Return every one of the following records unchanged, reproducing each line character for character.
────────────────────────────────────────
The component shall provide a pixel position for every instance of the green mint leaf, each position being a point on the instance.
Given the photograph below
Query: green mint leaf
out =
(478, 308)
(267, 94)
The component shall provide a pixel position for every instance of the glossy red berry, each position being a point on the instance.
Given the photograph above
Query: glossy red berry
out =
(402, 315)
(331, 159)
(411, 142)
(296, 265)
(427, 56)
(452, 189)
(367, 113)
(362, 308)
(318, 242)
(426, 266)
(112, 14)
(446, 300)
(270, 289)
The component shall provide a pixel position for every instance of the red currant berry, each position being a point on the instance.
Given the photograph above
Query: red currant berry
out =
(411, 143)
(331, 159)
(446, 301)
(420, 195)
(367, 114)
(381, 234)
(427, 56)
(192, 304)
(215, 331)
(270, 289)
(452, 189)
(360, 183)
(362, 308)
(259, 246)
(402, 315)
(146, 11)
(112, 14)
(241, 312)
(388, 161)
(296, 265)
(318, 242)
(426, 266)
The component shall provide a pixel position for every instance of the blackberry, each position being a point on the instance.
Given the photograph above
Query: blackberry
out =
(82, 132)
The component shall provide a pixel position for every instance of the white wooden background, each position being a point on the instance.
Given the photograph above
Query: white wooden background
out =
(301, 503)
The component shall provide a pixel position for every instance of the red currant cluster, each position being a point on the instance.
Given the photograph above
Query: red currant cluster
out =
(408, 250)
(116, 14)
────────────────────────────────────────
Output:
The component shall provide a pixel position for every instance of the green mint leaf, each position being a point on the instance.
Given the photograph below
Query: green mint leaf
out =
(478, 308)
(267, 94)
The component shall provide a pixel position for every instance of the glossy red berry, each position being a point on the instance.
Given the photograph above
Query: glossy red berry
out =
(402, 315)
(331, 159)
(411, 142)
(296, 265)
(427, 56)
(452, 189)
(367, 113)
(362, 308)
(318, 242)
(426, 266)
(112, 14)
(446, 300)
(270, 289)
The component shall provide a pixel position for every instance of the red currant berry, each position being a point on the instance.
Given the photograph above
Query: red currant berry
out =
(411, 143)
(331, 159)
(446, 301)
(420, 195)
(367, 114)
(381, 234)
(427, 56)
(192, 304)
(215, 331)
(270, 289)
(452, 189)
(360, 183)
(362, 308)
(259, 246)
(402, 315)
(146, 11)
(112, 14)
(241, 312)
(388, 161)
(296, 265)
(318, 242)
(426, 266)
The component shall provide a pixel position for every instance of the blackberry, each position being a point on the instance.
Given the photograph above
Query: blackberry
out =
(82, 132)
The component shall provide a pixel position for every instance of the white wooden background, each position being a point on the instance.
Given the photograph above
Query: white wooden background
out =
(301, 503)
The component shall provide a pixel position for every instance of the red currant cluster, each position being a point on the instance.
Given the photograph above
Query: red currant cluster
out =
(408, 250)
(116, 14)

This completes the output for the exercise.